椎名 正樹さんのお父様である 椎名 正剛さん(代表取締役)がランの生産を始め、品種改良にも日々努力されました。その結果、従来のイメージを覆すコンパクトタイプの胡蝶蘭の開発に成功し国内ないし、現在ではヨーロッパやアメリカ、アジア諸国にも需要が高まり流通しています。 取り扱っている品種は200種類以上。その中の80%はなんと椎名さんオリジナルの品種で、現在もより時代に合った良い商品を作るために品種改良をされています。
もっと身近に感じてもらうよう、時代のニーズに合わせた胡蝶蘭づくりに励む生産者さんです。
生産者になったきっかけとは
幼少期からランを間近で見てきたと思いますが、いつ頃から生産者を目指されたのですか?
全く(笑)全然です。意識し出したのは20代前半あたりですかね。それまで全く興味なく父親の仕事という認識でした。園芸の学校を出たわけではないし、異業種の仕事をやるつもりでマスコミ関係学校に通っていました。
椎名さんの心を動かしたきっかけは何ですか?
父親の仕事を手伝っているうちに段々と興味が湧いてきました。それとオランダへ行った時のことですが、現地ではどこの家もランが観葉植物のような飾り方をしているのを見て驚きでした。日本と全く異なったスタイルでランを楽しんでおり、衝撃を受けましたね。

元データ
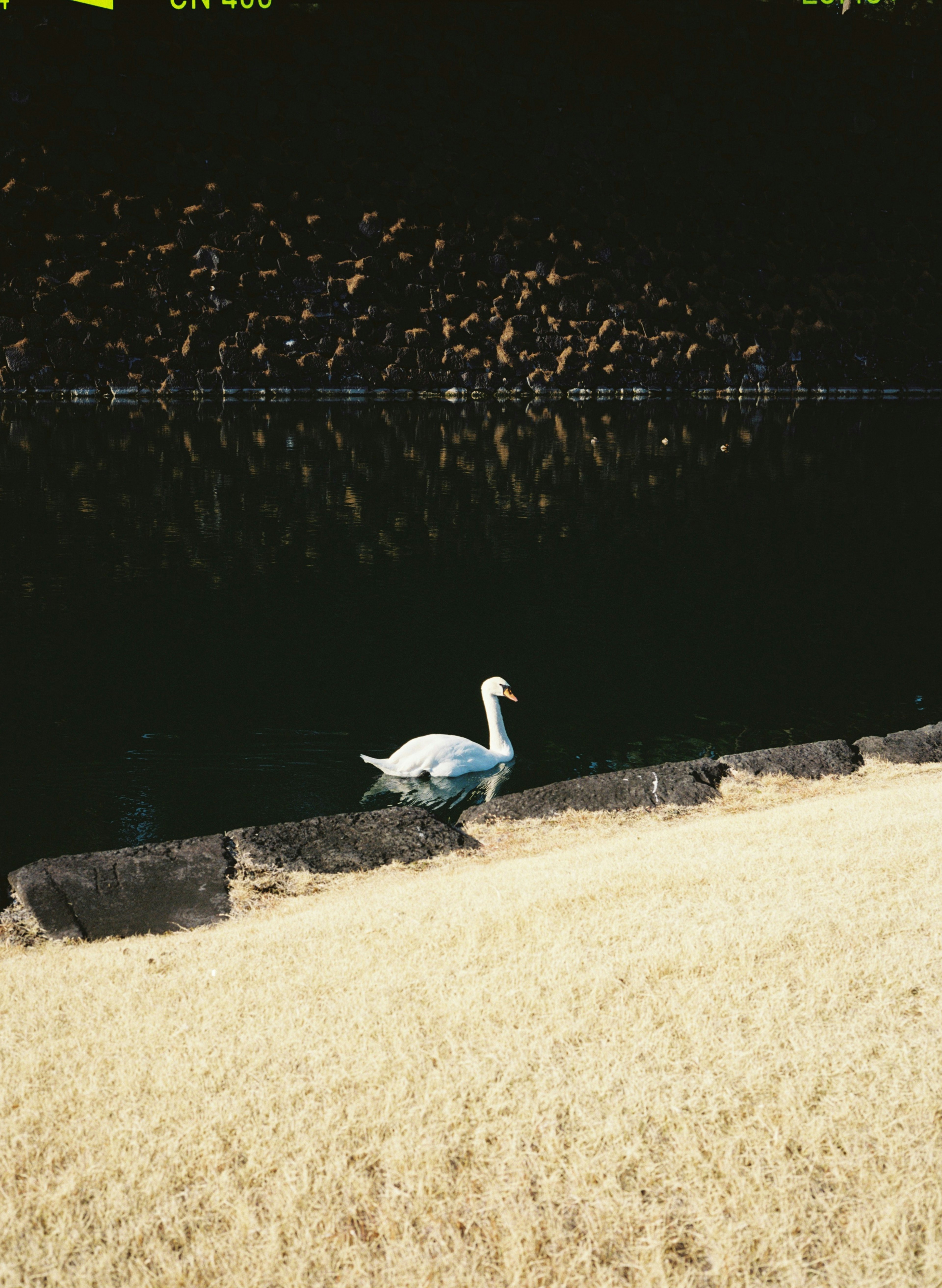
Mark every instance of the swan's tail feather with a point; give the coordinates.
(385, 765)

作業内容
A - 胡蝶蘭生産者の抜粋によると、取り扱う品種のうち椎名さんオリジナルの品種は何%を占めるか答えよ。
B - 胡蝶蘭生産者の抜粋の続きを、最後の文の後から書け。

解答
A - 80%

B -
日本だとザ・開店祝いや贈答用のイメージが強く、気軽な植物ではないですよね。日常に馴染んでいる姿を見た時「カッコいいな、国内でもこのスタイルを浸透させたいな」と思いましたし、広めるは自分の使命だと感じましたね。
そしてミディだからというのはかなり大きいです。カジュアルに飾れて且つ花色が豊富なミディだからこそ、色々な視点で楽しめるのではないかと思えたんです。
そんな魅力にあふれるミディ胡蝶蘭ですが、栽培する中で特に苦労する点は何でしょうか?
増やすのに年数を要する所ですね。種を蒔いて開花するまでに約4年かかります。
新しい品種を作るときは、さらに品種を安定させなければなりませんので約10年かかります。10年後を見越した品種を作りを必要とされ、またそれが中々思い通りの品種にならないので苦労します。確率ですと10000分の3。思い通りの品種が出来るのは奇跡に近いですね。
それでは今ある品種はどのように増やしているのでしょうか?
まず種では株数を増やせないんです。種を蒔いても親株と同じ子どもは出ないので播種はできません。色々な花が咲いてしまうのです。
一体どうするのか?それは、親株の茎の部位でバイオ技術を用いてクローン苗を作ります。しかしクローン苗でも生育差が生じ、親株と同じように花が上がってこないなどの問題が出てきます。 このように、品種を作るのも増やすのも容易ではありませんね。
増やすのに手間のかかる胡蝶蘭ですが「やっててよかった。」と思う瞬間はありますか?
やはり専門店さんやお客さんから直接いい評価を受けた時ですね。
先日開催された世界らん展で、弊社のランを購入されたお客さんから「ずっと枯れないで咲き続けているけど大丈夫なの?」という嬉しい電話がありました。心配されるほど咲き続ける花は中々ないと思います。苦労する工程があるからこそ、このような声を頂けた時は非常に嬉しいです。
生産されている中で特におススメの植物を教えてください。
たくさんの種類があって迷ってしまいますが、特におすすめのランは何ですか?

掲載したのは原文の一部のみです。